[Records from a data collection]
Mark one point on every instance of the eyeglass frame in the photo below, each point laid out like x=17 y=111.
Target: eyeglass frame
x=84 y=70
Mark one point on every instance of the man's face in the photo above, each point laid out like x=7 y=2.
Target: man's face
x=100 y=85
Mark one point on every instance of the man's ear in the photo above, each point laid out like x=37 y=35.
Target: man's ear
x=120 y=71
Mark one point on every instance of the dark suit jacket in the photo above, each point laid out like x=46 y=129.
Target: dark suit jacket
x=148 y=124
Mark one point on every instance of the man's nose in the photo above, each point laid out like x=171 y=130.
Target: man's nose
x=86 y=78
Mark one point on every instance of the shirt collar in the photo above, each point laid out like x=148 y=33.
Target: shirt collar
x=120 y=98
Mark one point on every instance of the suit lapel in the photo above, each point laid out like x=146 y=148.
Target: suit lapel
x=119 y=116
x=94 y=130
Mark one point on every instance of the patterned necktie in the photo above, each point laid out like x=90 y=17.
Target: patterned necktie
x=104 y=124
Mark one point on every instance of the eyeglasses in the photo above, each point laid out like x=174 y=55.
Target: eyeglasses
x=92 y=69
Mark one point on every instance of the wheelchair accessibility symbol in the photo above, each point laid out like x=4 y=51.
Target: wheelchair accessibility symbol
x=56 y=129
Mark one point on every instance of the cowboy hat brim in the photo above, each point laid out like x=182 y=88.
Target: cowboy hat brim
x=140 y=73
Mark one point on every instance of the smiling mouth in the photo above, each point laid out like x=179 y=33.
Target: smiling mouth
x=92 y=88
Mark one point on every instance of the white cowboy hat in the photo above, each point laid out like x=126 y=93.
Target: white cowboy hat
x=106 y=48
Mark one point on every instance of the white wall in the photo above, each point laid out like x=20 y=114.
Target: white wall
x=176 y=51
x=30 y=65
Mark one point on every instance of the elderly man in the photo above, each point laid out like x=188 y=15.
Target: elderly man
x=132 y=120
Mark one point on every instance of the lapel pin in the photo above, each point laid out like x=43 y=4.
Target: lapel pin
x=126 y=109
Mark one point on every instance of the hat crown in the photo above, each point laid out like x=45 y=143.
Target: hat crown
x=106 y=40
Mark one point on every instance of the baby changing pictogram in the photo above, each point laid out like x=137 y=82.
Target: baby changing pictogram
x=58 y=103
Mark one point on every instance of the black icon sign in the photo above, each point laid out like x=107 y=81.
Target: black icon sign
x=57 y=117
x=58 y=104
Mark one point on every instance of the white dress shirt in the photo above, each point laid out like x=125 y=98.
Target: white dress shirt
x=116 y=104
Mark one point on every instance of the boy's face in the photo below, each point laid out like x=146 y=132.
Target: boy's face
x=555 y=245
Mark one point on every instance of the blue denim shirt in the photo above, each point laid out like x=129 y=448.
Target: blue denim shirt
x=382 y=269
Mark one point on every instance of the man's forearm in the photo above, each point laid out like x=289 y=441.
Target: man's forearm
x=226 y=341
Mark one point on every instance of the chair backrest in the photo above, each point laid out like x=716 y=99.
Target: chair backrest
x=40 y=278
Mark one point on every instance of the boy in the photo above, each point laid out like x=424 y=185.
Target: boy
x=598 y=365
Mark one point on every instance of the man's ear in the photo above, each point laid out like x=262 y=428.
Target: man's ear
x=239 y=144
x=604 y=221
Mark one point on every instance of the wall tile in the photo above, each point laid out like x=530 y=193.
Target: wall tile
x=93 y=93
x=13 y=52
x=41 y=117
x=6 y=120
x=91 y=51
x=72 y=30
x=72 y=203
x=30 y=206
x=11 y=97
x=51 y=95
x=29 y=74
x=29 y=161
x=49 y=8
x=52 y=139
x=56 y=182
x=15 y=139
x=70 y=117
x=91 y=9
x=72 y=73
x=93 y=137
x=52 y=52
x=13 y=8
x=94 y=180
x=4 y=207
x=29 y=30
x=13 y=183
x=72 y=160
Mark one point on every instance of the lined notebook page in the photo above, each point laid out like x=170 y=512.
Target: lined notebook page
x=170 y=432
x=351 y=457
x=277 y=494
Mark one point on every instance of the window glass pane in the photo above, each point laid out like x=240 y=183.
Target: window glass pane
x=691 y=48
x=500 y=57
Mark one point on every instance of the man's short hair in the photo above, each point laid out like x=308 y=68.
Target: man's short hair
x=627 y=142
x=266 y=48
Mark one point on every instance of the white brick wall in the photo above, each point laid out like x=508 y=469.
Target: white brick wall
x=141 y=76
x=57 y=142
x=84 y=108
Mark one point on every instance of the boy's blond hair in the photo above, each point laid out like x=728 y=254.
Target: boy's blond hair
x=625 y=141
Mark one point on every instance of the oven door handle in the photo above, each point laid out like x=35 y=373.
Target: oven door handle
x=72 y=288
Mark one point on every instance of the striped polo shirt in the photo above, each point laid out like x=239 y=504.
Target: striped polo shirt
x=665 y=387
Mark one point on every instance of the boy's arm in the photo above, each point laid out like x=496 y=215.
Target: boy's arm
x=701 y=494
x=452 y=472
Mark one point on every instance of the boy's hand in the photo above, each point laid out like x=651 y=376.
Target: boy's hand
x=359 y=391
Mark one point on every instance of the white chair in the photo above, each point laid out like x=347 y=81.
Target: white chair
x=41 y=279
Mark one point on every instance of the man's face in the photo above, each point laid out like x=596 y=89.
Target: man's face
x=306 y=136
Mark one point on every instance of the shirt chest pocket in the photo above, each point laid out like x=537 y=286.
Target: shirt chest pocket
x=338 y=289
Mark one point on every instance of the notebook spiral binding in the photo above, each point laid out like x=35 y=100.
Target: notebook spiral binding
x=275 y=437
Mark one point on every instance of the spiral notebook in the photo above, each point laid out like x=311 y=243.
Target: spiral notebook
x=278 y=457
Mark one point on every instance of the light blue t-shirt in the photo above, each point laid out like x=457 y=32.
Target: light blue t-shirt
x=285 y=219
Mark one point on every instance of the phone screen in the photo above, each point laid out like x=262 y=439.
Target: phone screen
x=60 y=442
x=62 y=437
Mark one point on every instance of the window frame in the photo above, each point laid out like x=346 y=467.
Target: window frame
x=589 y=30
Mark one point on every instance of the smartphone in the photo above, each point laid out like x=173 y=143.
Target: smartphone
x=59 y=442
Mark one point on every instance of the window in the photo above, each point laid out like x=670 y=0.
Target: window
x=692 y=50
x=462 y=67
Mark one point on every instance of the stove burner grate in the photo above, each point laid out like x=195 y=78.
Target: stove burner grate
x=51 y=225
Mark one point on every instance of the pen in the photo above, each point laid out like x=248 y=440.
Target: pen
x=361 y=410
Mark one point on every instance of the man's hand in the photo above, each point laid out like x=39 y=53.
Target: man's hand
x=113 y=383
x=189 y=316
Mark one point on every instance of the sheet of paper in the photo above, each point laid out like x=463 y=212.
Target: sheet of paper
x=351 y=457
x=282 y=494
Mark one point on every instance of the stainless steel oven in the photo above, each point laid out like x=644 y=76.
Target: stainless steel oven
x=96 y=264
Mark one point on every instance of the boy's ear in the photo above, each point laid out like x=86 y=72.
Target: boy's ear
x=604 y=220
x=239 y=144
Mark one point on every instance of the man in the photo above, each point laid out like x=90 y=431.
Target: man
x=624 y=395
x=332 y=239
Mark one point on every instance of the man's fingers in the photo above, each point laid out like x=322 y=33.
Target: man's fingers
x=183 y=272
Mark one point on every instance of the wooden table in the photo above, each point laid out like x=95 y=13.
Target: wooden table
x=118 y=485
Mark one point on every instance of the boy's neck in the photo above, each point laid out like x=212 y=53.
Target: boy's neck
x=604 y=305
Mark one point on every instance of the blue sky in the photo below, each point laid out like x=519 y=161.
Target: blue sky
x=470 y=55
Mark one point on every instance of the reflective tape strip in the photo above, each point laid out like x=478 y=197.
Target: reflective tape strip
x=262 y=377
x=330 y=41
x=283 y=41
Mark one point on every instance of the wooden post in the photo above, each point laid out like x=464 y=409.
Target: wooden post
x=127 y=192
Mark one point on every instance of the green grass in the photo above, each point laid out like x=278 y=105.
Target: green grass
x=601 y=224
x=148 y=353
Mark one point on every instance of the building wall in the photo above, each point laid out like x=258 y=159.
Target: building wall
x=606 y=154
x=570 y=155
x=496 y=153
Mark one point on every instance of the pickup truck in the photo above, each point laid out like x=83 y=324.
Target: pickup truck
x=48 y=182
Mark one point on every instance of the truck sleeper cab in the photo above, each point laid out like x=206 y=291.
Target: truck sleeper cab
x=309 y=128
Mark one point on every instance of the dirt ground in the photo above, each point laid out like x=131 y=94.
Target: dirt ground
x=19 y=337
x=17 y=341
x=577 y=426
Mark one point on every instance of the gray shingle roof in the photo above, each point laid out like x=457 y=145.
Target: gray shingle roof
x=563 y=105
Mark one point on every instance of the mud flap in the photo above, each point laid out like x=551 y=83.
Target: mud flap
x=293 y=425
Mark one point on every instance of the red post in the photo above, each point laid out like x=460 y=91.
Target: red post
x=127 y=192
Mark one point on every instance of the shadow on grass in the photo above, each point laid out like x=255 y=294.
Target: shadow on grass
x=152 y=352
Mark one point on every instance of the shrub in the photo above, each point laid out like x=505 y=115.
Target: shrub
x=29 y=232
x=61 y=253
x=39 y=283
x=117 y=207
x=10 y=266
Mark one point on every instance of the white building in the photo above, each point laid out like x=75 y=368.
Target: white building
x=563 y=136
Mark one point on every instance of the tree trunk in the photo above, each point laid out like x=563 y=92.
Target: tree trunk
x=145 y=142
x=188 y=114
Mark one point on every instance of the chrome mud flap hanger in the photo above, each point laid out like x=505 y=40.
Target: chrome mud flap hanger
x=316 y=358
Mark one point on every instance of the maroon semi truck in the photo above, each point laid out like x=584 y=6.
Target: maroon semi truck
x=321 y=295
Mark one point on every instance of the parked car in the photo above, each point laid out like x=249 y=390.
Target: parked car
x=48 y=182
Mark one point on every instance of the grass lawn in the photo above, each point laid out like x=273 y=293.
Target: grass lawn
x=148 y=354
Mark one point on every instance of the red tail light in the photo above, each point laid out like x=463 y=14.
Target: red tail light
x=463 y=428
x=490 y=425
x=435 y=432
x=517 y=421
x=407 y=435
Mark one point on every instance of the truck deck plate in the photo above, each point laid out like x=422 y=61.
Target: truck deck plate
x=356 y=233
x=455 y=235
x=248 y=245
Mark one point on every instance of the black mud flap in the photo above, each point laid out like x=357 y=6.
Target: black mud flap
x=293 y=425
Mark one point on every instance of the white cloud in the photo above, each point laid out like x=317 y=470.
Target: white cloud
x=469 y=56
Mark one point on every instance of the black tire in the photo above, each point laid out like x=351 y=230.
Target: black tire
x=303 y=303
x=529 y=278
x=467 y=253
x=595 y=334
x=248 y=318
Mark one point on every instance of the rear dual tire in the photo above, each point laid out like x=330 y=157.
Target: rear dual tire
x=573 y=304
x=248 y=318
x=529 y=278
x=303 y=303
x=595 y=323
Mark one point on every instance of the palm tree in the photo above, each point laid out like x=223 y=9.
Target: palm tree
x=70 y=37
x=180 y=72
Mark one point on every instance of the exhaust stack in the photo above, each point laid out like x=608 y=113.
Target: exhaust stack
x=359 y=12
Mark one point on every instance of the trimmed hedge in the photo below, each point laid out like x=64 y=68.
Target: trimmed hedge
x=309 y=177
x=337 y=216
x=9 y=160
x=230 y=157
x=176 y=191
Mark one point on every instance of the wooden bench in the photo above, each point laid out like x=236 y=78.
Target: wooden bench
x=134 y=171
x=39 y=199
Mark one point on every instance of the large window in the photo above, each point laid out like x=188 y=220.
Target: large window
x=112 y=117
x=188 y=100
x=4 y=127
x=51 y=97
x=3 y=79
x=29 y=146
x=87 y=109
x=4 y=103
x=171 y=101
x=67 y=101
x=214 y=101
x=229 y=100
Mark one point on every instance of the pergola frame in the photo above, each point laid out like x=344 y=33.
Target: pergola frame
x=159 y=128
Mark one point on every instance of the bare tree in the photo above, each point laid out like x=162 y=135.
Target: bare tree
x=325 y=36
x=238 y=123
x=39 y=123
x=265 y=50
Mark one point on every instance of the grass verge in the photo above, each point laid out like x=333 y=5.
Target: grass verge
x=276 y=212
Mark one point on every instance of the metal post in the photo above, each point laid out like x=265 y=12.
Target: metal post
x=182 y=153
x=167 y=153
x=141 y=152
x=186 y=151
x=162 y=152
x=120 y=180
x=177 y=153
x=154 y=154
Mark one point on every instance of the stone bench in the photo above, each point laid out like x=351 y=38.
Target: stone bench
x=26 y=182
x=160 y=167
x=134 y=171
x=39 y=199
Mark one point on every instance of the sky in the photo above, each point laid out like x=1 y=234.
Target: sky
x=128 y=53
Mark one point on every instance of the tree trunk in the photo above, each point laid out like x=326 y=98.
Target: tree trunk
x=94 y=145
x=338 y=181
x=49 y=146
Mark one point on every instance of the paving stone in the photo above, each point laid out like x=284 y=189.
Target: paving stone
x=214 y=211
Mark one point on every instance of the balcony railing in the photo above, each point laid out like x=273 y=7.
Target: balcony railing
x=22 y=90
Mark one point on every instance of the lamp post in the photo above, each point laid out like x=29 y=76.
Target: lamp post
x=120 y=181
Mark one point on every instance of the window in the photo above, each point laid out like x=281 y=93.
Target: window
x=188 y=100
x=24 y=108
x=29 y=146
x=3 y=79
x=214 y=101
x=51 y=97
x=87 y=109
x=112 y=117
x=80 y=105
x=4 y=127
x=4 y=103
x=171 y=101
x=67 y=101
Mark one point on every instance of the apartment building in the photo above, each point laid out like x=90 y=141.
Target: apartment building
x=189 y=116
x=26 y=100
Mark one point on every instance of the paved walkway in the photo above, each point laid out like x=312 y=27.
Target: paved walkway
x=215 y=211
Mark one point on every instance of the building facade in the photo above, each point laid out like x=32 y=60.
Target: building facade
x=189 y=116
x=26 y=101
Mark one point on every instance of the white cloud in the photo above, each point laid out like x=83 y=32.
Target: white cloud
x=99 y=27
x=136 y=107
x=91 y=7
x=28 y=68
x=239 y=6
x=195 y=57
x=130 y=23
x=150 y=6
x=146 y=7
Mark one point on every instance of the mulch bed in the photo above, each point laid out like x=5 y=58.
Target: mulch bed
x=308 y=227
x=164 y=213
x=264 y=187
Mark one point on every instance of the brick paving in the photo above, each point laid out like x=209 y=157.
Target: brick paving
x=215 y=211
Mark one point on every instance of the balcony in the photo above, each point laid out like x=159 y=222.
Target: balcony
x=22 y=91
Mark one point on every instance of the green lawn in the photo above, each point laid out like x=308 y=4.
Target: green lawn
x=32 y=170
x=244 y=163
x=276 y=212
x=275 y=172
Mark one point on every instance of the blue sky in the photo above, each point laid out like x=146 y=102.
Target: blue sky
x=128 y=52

WHAT YOU HAVE TO DO :: Reproduce every line of the listing above, requests included, from the line containing "like x=563 y=92." through the line containing "x=316 y=358", both ends included. Offset each x and y value in the answer points by -134, and leave the coordinates in the requests' format samples unchanged.

WORKED ANSWER ::
Mark one point on every instance of the tree trunk in the photo above, each point laid out like x=563 y=92.
Target: tree trunk
x=11 y=8
x=54 y=-20
Mark one point on every instance of the chrome mud flap hanger in the photo above, each point laid out like x=505 y=40.
Target: chrome mud flap hanger
x=182 y=224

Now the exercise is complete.